YOUR GOAL ->
How many lines in the records below hold the word "green"? Answer with the number alone.

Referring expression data
* * * * *

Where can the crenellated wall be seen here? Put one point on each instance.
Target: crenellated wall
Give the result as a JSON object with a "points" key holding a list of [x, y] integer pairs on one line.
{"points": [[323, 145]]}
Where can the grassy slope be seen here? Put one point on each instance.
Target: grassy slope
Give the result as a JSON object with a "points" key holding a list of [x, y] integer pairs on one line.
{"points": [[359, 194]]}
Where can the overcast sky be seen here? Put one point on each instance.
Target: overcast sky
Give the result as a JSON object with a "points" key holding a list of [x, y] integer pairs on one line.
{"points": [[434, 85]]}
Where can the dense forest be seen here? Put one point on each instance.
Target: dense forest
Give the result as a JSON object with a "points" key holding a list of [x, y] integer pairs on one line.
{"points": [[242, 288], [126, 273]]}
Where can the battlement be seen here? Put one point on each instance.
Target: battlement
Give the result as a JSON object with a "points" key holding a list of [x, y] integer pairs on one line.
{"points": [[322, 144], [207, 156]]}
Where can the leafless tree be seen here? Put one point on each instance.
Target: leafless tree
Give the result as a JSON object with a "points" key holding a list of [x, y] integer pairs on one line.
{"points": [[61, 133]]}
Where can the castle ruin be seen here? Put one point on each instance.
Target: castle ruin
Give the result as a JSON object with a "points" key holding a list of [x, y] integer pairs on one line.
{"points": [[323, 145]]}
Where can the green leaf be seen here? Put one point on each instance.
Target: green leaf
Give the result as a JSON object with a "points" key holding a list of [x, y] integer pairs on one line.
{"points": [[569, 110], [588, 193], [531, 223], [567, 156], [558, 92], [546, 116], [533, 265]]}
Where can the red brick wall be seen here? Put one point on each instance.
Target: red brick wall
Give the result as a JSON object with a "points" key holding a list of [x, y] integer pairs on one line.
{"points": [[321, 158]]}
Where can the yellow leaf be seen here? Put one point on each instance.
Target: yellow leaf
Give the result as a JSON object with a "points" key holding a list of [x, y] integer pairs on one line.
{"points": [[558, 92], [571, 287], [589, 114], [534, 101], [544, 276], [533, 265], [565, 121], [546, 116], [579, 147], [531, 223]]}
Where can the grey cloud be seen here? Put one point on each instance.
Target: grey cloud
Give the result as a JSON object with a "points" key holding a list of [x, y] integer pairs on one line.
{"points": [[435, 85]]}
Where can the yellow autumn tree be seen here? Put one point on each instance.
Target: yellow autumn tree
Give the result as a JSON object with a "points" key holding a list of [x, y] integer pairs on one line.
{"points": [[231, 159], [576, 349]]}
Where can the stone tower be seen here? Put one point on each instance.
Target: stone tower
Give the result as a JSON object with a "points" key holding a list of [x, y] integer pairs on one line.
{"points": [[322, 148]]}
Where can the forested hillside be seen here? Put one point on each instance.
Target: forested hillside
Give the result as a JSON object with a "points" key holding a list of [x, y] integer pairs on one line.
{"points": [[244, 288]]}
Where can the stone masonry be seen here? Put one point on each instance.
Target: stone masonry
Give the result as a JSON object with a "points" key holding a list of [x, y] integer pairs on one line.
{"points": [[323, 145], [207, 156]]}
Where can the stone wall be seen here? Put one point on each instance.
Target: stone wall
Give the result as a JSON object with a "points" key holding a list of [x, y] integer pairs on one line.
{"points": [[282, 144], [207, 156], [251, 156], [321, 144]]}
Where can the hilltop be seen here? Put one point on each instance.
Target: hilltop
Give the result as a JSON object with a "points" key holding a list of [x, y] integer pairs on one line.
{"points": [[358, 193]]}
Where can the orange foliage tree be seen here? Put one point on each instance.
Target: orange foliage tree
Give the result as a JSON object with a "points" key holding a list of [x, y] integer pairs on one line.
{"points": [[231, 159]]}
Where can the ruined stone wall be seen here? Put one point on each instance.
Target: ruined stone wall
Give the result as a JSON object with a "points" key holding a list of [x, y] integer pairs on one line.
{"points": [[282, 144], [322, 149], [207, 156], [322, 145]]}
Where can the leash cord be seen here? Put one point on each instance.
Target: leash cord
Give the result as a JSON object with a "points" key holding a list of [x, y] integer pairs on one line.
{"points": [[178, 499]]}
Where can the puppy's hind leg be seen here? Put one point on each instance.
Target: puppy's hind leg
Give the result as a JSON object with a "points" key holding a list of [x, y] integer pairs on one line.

* * * * *

REPLY TO THE EXERCISE ->
2